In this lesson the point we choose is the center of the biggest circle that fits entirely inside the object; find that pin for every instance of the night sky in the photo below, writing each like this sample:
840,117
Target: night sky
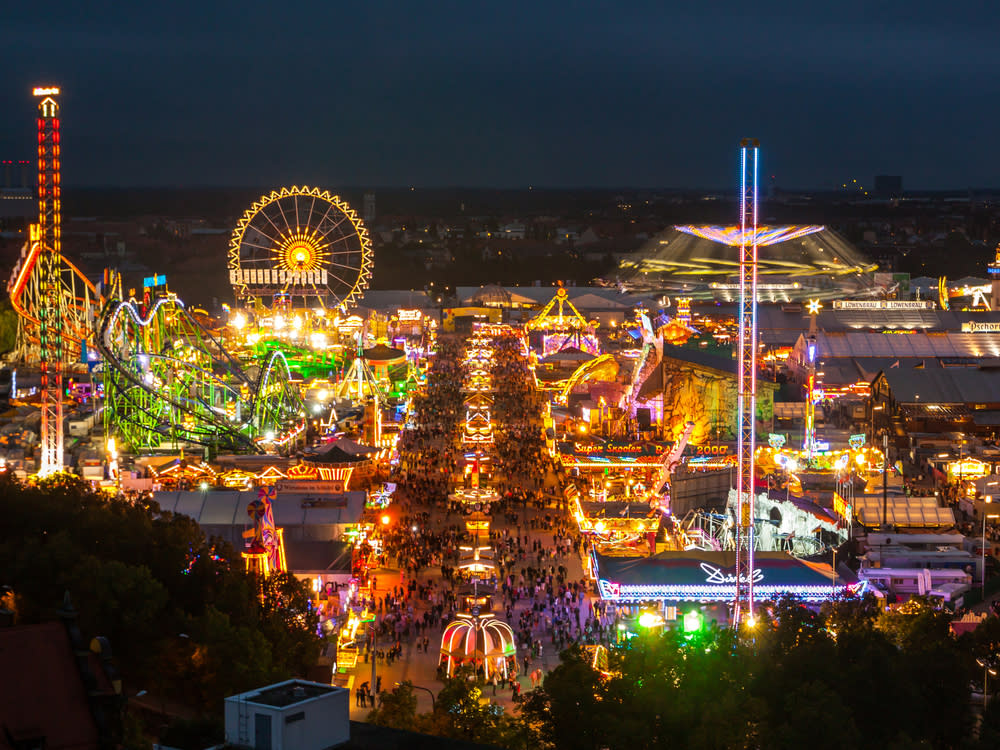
508,94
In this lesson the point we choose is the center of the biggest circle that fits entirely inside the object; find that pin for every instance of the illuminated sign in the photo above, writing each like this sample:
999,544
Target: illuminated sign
883,304
715,575
609,450
980,327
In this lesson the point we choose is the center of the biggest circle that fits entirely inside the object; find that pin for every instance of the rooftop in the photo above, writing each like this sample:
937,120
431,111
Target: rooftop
287,693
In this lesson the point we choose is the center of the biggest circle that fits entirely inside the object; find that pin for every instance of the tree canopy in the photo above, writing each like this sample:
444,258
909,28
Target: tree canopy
184,619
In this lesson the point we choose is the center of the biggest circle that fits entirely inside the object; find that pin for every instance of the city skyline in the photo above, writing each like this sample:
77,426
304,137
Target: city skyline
645,96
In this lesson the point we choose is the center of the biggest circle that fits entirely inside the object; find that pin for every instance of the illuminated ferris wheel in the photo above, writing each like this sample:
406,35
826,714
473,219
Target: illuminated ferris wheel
303,245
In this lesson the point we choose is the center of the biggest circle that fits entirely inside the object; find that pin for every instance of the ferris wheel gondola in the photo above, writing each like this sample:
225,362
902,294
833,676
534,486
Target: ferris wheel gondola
301,244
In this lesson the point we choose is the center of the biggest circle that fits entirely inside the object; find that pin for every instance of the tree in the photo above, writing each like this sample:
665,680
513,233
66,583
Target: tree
570,711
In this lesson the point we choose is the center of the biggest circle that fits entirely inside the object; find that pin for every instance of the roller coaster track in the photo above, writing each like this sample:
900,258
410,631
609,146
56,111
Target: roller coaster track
80,304
168,381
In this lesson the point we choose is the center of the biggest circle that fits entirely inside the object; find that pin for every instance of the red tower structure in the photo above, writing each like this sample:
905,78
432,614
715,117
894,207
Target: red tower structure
49,233
743,606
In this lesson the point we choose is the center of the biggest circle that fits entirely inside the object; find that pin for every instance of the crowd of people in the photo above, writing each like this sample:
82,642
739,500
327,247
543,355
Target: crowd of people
534,542
520,443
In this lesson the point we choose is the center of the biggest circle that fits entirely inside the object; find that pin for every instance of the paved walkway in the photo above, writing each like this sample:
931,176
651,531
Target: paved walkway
421,668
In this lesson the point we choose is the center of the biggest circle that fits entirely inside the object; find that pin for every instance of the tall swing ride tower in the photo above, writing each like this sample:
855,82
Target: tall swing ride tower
49,233
743,606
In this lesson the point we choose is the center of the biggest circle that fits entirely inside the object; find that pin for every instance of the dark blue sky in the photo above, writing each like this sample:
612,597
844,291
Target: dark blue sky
211,92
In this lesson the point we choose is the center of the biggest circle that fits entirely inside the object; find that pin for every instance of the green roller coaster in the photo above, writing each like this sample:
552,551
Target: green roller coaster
169,382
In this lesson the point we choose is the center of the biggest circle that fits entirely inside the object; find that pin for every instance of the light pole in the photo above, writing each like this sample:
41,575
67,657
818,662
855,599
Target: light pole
426,690
987,670
992,515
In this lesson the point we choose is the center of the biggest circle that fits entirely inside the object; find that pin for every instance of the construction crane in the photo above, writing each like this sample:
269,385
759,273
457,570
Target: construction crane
743,604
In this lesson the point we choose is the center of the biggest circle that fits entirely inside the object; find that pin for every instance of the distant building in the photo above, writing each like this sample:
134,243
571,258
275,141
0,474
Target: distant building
888,186
60,691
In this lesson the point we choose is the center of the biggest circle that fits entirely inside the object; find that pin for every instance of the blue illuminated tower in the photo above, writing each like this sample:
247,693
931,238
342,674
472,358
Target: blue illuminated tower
747,384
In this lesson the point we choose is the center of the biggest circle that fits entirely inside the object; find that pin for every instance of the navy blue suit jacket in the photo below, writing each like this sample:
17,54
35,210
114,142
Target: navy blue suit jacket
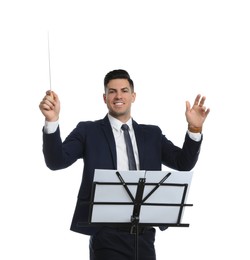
95,144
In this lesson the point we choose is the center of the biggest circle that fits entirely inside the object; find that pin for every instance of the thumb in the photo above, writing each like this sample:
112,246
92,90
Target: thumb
187,106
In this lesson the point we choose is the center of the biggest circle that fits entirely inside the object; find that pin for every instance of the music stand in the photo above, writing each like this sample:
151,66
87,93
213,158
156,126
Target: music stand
139,198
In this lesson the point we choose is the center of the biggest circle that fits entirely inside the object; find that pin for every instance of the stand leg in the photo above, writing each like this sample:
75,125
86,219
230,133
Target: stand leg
136,242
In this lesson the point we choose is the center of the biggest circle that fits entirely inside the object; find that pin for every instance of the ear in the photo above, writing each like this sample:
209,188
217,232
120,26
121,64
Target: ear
133,97
104,98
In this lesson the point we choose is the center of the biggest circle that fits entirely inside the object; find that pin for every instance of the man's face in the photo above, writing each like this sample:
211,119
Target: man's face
119,98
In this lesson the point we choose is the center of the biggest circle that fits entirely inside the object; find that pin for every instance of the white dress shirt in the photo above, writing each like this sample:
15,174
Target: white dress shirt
122,159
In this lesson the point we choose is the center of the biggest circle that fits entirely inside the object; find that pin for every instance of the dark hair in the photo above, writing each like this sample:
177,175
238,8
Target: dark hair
118,74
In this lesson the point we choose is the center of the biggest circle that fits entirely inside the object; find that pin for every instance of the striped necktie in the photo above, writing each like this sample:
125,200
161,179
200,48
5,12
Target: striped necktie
129,147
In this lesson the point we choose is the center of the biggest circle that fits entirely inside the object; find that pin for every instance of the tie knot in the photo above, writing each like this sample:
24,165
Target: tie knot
125,127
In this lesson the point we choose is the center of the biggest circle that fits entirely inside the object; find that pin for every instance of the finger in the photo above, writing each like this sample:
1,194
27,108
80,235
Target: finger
188,106
207,112
202,101
197,100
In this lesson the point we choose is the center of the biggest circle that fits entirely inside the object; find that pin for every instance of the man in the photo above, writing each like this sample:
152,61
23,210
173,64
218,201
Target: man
102,145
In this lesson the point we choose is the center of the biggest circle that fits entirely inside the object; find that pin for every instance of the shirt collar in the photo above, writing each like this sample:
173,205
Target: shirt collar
116,124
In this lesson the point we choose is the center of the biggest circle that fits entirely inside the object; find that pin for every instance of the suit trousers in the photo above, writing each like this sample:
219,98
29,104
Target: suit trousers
116,244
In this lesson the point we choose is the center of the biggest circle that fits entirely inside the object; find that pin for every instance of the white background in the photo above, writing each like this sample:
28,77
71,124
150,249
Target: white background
173,50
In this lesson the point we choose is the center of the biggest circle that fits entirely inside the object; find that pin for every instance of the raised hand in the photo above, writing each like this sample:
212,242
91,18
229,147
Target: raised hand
197,114
50,106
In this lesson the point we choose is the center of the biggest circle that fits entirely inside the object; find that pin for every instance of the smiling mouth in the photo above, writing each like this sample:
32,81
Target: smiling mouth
118,103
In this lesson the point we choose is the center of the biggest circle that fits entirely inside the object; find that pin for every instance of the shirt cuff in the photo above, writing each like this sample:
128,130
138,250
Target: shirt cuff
50,127
194,136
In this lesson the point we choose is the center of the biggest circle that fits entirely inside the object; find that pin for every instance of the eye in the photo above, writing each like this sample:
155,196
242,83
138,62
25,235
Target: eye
111,91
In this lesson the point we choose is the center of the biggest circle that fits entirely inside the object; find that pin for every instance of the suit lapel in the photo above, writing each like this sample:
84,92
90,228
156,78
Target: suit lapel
139,135
110,139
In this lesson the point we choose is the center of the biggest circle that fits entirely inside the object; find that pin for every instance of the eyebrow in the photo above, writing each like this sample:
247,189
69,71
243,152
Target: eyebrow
114,89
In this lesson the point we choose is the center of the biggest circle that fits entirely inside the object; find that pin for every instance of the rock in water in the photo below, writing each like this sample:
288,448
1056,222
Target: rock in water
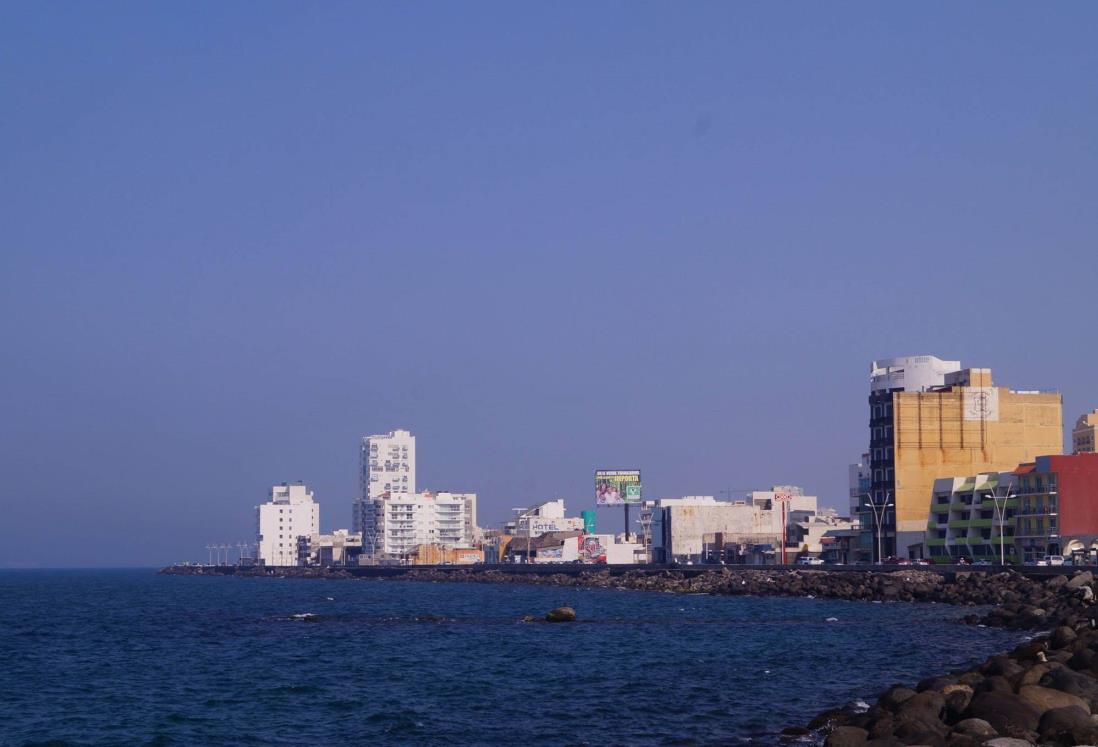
561,615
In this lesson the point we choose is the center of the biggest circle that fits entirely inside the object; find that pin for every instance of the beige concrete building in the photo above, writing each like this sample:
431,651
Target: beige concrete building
965,426
1083,434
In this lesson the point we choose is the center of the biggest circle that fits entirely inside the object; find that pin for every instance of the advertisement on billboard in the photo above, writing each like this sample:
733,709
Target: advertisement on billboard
591,549
617,487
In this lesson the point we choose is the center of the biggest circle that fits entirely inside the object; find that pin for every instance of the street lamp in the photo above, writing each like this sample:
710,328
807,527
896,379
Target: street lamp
878,517
1000,510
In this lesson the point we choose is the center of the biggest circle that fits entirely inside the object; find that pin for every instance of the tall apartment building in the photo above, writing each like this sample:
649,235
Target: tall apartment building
929,419
387,466
396,524
290,513
1083,434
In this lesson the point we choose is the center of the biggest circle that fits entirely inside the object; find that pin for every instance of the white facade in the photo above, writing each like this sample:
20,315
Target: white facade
396,524
387,465
541,519
914,374
860,476
290,513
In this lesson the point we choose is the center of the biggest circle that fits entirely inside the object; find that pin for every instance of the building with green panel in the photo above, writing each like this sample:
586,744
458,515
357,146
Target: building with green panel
965,523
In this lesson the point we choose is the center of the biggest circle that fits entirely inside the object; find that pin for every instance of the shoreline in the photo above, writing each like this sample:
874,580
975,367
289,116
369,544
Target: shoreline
1043,692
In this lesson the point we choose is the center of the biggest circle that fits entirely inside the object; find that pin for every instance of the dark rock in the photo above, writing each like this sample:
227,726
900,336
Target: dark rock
1060,724
1073,682
996,683
561,615
1007,713
1046,699
895,695
847,736
1079,579
975,727
1062,636
958,698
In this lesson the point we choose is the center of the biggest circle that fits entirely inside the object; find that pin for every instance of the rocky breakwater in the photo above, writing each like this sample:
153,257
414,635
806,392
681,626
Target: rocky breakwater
1043,692
1019,602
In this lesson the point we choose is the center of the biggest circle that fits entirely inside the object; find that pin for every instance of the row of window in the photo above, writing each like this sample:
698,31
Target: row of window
883,410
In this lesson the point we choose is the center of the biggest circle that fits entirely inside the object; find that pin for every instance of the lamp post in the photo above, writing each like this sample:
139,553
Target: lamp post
1000,511
878,517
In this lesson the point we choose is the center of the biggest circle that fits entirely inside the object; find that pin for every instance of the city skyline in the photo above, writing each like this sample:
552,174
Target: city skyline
546,242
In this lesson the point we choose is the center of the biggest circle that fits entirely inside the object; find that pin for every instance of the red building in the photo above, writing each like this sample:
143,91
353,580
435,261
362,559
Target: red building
1057,506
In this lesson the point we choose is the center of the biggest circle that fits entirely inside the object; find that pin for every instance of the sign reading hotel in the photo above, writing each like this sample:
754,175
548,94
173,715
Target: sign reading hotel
617,487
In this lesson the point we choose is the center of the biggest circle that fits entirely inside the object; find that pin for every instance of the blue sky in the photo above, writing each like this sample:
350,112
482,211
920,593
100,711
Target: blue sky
545,237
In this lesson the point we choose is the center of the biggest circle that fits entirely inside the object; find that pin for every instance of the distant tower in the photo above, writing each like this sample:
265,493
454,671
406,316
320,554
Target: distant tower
1083,435
387,465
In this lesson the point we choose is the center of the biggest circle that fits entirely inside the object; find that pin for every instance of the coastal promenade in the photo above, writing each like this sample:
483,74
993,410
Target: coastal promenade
948,572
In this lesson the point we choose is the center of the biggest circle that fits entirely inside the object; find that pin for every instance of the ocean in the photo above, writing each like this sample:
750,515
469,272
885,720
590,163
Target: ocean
129,657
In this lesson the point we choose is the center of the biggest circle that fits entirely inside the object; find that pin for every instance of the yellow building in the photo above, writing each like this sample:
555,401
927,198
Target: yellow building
964,426
439,555
1083,435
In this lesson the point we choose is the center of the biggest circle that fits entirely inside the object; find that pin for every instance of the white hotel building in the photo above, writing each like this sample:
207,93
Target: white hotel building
389,512
398,524
387,466
290,513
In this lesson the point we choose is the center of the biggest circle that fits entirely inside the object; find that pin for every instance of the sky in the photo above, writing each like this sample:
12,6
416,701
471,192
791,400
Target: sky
545,237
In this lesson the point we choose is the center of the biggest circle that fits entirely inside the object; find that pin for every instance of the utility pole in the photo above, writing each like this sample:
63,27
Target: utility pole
1000,511
783,499
878,516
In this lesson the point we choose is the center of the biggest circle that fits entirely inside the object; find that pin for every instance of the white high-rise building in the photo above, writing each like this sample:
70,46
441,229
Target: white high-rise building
290,513
387,465
394,525
911,374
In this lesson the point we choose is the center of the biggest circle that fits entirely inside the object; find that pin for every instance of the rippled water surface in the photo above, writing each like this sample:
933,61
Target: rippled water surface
129,657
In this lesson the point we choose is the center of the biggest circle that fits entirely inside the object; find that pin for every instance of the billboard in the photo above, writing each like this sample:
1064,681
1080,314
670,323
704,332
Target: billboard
591,549
617,487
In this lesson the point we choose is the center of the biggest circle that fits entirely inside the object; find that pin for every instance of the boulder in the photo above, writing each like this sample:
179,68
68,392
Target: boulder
1062,636
958,698
1046,699
1073,682
847,736
974,727
1007,713
1061,724
1033,675
926,708
895,695
1079,579
561,615
996,683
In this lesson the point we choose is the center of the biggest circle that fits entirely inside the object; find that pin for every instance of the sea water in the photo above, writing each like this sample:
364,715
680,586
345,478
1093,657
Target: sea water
129,657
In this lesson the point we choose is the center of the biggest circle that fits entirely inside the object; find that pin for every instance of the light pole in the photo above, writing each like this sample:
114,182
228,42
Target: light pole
1000,511
878,517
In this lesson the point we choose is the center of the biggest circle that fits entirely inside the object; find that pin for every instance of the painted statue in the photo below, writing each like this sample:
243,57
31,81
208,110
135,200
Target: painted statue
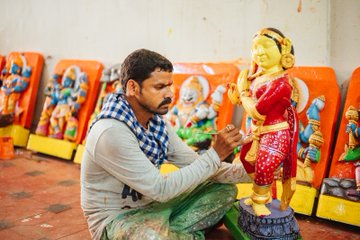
64,96
266,98
192,115
310,141
15,80
110,83
352,149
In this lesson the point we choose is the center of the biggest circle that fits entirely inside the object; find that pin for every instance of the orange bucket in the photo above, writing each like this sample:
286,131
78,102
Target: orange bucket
6,148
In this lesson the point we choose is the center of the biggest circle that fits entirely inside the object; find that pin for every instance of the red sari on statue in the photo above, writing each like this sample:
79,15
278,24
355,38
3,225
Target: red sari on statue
277,135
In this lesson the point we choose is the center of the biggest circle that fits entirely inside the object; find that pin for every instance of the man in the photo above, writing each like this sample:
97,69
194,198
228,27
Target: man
123,193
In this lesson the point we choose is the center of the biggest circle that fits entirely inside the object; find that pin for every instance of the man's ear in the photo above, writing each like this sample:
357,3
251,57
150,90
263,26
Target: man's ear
132,88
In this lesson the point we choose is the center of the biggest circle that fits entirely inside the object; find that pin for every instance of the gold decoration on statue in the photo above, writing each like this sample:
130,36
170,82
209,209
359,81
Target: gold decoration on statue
287,60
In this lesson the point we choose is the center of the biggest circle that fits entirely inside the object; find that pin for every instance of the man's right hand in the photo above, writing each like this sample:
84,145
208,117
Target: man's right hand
227,140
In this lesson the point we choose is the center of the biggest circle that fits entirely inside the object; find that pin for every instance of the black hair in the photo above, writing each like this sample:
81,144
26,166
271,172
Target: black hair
278,44
140,64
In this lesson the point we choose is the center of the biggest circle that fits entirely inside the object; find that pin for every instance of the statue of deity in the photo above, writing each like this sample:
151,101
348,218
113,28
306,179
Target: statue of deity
64,96
192,115
352,149
265,94
15,80
310,141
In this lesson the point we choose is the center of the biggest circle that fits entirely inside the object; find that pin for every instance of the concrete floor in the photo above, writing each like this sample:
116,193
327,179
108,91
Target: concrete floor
40,199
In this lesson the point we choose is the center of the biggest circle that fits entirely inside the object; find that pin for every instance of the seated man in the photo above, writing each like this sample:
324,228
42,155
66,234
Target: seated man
123,193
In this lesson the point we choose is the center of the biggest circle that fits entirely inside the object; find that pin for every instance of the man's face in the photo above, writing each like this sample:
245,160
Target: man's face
156,94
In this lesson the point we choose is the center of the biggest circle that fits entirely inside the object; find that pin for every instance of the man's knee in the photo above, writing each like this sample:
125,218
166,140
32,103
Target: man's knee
226,190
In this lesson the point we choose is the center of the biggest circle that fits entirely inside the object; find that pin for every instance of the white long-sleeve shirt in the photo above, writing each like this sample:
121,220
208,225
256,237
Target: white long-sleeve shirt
113,158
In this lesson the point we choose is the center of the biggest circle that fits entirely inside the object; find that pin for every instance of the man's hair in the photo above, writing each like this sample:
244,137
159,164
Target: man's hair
140,64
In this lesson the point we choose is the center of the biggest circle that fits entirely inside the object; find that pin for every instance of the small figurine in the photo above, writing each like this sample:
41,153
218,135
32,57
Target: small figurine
310,141
266,97
352,149
63,102
192,115
110,83
15,80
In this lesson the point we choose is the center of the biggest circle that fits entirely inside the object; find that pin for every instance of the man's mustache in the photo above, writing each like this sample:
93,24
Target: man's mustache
165,102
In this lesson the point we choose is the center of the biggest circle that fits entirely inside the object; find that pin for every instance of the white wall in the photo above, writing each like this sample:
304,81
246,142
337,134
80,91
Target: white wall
324,32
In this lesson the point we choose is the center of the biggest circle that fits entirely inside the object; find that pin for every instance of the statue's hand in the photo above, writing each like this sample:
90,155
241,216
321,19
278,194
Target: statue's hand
243,83
217,95
313,154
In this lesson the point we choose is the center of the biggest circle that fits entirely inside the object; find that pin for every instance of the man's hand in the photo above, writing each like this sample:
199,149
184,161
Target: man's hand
227,140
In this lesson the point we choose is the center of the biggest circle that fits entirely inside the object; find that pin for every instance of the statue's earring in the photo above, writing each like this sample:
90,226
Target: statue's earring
287,59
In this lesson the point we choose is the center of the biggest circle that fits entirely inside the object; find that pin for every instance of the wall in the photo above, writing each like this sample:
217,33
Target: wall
182,30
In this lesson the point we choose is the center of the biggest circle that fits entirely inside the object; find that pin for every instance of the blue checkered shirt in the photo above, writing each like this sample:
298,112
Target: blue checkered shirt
153,142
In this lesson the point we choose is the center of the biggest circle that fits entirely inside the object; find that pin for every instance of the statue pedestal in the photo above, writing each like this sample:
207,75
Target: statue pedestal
278,225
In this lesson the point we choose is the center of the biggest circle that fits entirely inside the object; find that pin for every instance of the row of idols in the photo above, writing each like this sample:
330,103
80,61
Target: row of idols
77,88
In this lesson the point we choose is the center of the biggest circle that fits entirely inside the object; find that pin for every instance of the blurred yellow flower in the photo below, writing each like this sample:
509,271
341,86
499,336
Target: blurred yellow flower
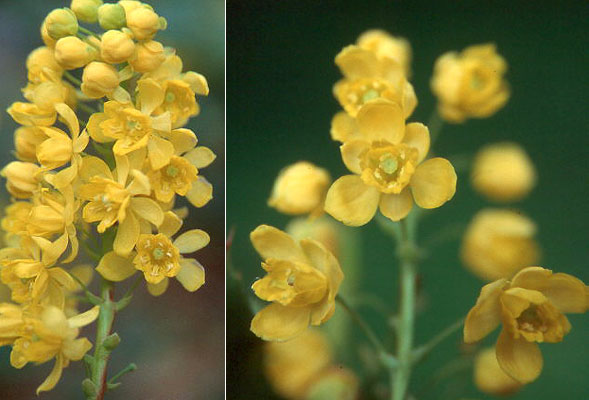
-----
= TASK PROMPT =
Within the material above, find the lines that hold "below" and report only how many there are.

= REPLY TO THE TASK =
5